■ Short exercise A
Count the lines in the rows below that contain the string "road", with case counting, and reply with only the number.

-- begin Provided passage --

My main argument against the The Giver as female-friendly YA fiction, though, lies in the Receiver before Jonas, who was female. Rosemary, who was selected like Jonas to become the Receiver of memory at age 12, ultimately replaced The Giver (who’s getting up there in age). However, Rosemary suffered a nervous breakdown after receiving memories of pain and sadness from The Giver and is implied to have committed suicide by throwing herself into a raging river. The Giver remembers Rosemary fondly, but claims that she wasn’t strong enough to receive memories and he should have chosen someone else. Just a coincidence that the weak, emotional character who kills herself in a dramatic, Victorian way is a woman? Once again the person who lets her society down and isn’t strong enough to be a leader is a female. Perhaps if there were other strong ladies in this book it might make up for the fact that Rosemary is so clearly weak. Instead we are left viewing her as the clear opposite of Jonas, who can Take It All.

There is not a single forward-thinking, imaginative, or strong female character in this book, while Jonas is all of these things. He’s not a perfect protagonist, for sure, but compared to these ladies, he’s Hercules. He is clearly contrasted to a lesser female character, and constantly negged (but not in the good, Pick-up Artist way) by the women around him.

In case you thought the sequel would be different, I’m here to tell you, no. There are two follow-up books to The Giver, called Gathering Blue and The Messenger, respectively, which I won’t go into except to say that neither portrays women in a great way either. As a Lowry lover and as a WOMAN, I had hoped to go back to my favorite YA book and find a long list of strong female characters. But so far The Giver has really let me down.

-- end Provided passage --
-- begin Input records --

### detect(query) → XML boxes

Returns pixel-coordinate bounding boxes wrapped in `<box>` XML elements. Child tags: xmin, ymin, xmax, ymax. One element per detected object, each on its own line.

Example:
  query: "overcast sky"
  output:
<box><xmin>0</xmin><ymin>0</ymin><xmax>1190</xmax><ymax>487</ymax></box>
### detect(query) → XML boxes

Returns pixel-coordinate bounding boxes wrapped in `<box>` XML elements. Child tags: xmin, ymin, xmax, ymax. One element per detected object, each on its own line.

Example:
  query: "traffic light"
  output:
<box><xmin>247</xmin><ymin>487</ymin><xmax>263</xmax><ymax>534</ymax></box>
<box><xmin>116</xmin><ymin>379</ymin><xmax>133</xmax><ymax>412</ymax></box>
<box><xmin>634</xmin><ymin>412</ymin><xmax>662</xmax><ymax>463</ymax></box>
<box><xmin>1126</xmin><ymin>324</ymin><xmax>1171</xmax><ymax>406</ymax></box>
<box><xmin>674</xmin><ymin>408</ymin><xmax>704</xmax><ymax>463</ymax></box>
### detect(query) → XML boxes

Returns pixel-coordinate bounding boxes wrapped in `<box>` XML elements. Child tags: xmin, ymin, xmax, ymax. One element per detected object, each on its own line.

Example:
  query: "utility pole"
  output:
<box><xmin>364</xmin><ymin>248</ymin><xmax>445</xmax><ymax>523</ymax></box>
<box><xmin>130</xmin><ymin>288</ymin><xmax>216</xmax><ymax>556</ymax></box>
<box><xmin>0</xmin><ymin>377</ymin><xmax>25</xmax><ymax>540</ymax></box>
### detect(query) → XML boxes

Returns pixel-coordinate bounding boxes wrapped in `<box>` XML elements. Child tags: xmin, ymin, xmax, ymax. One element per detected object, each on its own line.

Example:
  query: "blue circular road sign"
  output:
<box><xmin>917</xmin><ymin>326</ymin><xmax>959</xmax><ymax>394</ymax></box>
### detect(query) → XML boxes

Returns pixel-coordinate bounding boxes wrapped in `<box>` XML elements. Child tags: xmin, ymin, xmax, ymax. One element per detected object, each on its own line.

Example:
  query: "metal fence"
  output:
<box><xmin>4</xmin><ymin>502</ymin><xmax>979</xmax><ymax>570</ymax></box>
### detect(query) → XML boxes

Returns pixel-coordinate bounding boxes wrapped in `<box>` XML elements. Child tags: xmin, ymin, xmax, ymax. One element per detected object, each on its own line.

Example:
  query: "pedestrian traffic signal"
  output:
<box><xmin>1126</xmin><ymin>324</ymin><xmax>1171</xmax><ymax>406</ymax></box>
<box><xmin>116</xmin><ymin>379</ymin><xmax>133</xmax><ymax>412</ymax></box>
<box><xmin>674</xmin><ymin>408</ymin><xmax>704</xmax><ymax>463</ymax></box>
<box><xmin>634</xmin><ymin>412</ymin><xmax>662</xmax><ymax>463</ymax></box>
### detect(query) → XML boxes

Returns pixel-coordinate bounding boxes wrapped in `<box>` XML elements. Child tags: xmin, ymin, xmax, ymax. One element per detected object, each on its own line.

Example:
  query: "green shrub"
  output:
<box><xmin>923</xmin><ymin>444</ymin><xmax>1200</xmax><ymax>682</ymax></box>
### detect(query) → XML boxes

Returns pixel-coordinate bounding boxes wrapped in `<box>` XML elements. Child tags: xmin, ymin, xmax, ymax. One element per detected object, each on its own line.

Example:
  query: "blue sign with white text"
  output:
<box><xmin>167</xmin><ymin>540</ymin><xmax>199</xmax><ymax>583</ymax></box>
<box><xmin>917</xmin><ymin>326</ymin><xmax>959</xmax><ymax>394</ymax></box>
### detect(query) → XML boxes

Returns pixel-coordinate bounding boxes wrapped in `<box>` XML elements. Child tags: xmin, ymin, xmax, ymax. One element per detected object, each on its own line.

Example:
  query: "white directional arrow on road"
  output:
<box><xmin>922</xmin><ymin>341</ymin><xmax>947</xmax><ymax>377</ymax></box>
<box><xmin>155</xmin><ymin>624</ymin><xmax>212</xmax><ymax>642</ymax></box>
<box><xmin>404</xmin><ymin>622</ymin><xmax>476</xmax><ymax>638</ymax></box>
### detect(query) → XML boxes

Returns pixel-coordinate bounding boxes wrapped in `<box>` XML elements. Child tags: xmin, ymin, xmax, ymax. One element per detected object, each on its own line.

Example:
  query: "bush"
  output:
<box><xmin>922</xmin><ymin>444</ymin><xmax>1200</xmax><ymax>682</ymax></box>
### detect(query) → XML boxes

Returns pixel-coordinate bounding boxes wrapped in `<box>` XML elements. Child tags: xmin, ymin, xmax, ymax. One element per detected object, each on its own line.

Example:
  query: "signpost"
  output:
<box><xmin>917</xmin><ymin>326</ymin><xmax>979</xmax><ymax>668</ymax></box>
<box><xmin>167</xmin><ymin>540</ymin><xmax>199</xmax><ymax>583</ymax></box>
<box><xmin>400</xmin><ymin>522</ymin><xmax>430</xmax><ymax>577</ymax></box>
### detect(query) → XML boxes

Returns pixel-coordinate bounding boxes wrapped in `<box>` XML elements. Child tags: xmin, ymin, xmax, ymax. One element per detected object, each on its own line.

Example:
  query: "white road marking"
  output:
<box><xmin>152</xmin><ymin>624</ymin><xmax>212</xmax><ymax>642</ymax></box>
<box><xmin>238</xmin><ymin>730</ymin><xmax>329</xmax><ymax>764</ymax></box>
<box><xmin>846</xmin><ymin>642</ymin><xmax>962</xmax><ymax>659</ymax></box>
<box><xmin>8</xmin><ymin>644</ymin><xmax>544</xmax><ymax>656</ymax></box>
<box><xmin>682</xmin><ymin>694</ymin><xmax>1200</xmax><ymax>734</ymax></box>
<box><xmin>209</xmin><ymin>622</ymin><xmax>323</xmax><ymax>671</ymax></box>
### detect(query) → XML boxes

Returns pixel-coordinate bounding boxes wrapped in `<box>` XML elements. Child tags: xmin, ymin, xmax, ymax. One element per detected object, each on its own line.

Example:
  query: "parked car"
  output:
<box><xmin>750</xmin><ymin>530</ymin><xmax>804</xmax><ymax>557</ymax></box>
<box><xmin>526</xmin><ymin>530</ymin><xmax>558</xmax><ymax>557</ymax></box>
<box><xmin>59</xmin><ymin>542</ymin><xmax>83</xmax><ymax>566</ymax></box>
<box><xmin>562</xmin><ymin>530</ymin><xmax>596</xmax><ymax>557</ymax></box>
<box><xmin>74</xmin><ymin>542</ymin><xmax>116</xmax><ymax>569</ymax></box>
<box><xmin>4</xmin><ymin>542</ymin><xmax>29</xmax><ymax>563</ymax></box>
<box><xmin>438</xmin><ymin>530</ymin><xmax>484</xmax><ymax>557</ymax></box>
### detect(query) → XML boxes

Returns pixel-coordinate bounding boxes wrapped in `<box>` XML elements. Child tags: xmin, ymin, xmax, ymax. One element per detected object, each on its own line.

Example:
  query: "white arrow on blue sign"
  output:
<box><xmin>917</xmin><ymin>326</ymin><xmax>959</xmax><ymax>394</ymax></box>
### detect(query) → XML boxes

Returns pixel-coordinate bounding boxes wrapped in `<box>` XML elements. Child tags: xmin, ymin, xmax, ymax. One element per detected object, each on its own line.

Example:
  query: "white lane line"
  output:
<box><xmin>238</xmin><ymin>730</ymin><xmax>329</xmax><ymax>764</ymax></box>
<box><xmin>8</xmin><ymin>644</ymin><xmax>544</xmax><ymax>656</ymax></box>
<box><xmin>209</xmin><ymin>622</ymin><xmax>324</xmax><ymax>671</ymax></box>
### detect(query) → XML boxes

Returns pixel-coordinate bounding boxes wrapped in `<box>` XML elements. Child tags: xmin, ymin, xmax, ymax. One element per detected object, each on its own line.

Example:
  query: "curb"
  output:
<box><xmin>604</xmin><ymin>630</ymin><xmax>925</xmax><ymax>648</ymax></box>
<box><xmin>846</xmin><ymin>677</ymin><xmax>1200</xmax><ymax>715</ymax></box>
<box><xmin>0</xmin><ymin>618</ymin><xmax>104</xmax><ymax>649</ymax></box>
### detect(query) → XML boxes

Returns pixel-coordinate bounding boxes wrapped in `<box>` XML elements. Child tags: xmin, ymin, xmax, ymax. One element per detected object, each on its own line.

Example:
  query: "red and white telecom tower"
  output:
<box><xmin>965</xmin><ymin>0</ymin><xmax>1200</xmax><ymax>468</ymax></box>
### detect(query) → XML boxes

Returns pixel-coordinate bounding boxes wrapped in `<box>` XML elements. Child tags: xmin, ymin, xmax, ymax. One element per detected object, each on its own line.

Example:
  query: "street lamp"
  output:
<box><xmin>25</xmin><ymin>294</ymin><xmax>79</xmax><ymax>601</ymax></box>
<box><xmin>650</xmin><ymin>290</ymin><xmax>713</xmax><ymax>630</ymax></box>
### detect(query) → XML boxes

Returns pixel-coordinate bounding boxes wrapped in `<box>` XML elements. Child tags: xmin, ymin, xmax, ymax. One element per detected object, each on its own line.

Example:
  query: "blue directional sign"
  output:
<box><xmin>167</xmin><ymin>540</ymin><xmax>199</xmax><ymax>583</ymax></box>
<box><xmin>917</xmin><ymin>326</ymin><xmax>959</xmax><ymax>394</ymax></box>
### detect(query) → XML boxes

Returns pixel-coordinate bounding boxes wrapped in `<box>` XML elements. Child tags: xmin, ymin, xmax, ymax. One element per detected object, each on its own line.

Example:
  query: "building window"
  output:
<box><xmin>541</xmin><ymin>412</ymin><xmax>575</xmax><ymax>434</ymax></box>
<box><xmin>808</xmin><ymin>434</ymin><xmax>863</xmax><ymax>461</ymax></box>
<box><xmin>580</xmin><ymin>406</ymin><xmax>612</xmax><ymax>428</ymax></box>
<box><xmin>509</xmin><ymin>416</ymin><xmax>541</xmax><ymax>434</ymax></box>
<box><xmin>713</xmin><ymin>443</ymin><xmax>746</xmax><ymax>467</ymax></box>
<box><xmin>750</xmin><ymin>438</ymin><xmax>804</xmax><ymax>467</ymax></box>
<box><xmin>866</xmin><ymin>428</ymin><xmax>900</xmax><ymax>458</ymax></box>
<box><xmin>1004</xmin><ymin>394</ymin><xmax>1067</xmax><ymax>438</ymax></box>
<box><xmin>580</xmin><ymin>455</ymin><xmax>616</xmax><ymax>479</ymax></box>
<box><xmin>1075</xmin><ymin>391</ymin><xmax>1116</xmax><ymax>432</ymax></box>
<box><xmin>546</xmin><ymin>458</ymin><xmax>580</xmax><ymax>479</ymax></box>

-- end Input records --

■ Short exercise B
Reproduce the passage about female characters in The Giver verbatim, in full.

■ Exercise result A
3

■ Exercise result B
My main argument against the The Giver as female-friendly YA fiction, though, lies in the Receiver before Jonas, who was female. Rosemary, who was selected like Jonas to become the Receiver of memory at age 12, ultimately replaced The Giver (who’s getting up there in age). However, Rosemary suffered a nervous breakdown after receiving memories of pain and sadness from The Giver and is implied to have committed suicide by throwing herself into a raging river. The Giver remembers Rosemary fondly, but claims that she wasn’t strong enough to receive memories and he should have chosen someone else. Just a coincidence that the weak, emotional character who kills herself in a dramatic, Victorian way is a woman? Once again the person who lets her society down and isn’t strong enough to be a leader is a female. Perhaps if there were other strong ladies in this book it might make up for the fact that Rosemary is so clearly weak. Instead we are left viewing her as the clear opposite of Jonas, who can Take It All.

There is not a single forward-thinking, imaginative, or strong female character in this book, while Jonas is all of these things. He’s not a perfect protagonist, for sure, but compared to these ladies, he’s Hercules. He is clearly contrasted to a lesser female character, and constantly negged (but not in the good, Pick-up Artist way) by the women around him.

In case you thought the sequel would be different, I’m here to tell you, no. There are two follow-up books to The Giver, called Gathering Blue and The Messenger, respectively, which I won’t go into except to say that neither portrays women in a great way either. As a Lowry lover and as a WOMAN, I had hoped to go back to my favorite YA book and find a long list of strong female characters. But so far The Giver has really let me down.